**SET TASK**
Locate each line in the entries below that contains the word "roof" and copy those lines.

————

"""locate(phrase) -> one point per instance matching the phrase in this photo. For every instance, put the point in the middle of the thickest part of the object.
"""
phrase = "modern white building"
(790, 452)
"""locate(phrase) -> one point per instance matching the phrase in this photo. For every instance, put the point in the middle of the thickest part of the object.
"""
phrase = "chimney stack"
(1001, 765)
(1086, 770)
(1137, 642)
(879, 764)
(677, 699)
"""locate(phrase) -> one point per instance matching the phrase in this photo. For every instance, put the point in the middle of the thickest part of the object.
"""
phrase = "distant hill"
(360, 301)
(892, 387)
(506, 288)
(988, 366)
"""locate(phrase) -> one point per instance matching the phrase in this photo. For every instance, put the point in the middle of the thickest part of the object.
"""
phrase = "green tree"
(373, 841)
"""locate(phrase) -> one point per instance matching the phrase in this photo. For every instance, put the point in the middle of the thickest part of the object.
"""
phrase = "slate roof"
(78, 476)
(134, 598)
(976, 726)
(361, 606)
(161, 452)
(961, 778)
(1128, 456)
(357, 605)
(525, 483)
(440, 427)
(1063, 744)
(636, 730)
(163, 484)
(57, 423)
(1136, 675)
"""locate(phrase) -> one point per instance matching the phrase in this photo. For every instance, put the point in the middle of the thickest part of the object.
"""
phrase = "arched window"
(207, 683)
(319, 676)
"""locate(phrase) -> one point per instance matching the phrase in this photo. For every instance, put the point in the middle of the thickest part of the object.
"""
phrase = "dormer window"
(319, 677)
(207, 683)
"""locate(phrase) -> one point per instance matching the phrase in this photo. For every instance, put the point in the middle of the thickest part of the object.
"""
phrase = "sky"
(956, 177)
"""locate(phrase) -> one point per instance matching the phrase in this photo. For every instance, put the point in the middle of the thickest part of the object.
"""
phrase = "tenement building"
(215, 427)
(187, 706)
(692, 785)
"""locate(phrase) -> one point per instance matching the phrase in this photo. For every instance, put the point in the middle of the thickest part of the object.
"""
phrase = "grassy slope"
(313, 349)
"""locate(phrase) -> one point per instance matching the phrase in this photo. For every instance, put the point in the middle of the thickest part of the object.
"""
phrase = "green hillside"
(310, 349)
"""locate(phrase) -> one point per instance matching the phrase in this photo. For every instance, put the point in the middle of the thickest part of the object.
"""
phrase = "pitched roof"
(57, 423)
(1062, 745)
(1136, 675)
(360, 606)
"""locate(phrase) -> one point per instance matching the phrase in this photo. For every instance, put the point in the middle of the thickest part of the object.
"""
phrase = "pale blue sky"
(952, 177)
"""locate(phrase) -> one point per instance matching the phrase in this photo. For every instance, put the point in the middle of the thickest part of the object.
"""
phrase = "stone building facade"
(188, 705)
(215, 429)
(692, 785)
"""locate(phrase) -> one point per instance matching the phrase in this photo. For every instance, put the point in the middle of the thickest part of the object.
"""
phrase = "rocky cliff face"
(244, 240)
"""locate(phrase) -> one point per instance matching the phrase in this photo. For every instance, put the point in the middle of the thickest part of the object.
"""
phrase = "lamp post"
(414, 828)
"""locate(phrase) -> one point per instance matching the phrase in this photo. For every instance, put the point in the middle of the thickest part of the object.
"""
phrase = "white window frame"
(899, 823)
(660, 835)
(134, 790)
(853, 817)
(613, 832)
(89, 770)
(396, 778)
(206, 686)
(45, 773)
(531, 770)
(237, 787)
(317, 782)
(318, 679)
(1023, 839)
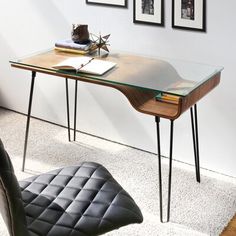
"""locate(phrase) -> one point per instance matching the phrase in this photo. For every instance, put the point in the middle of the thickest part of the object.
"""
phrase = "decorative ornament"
(100, 42)
(80, 34)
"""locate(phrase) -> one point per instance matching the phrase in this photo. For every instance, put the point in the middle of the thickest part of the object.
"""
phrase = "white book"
(85, 64)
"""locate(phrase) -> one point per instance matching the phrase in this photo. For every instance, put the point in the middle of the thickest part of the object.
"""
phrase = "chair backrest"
(11, 205)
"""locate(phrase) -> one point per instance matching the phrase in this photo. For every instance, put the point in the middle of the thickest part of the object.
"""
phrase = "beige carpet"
(196, 209)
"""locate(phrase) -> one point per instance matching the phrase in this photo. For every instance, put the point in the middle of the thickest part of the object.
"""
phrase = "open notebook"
(86, 65)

————

**RESPONSE BELOW**
phrase = "slate roof"
phrase = "pitched roof"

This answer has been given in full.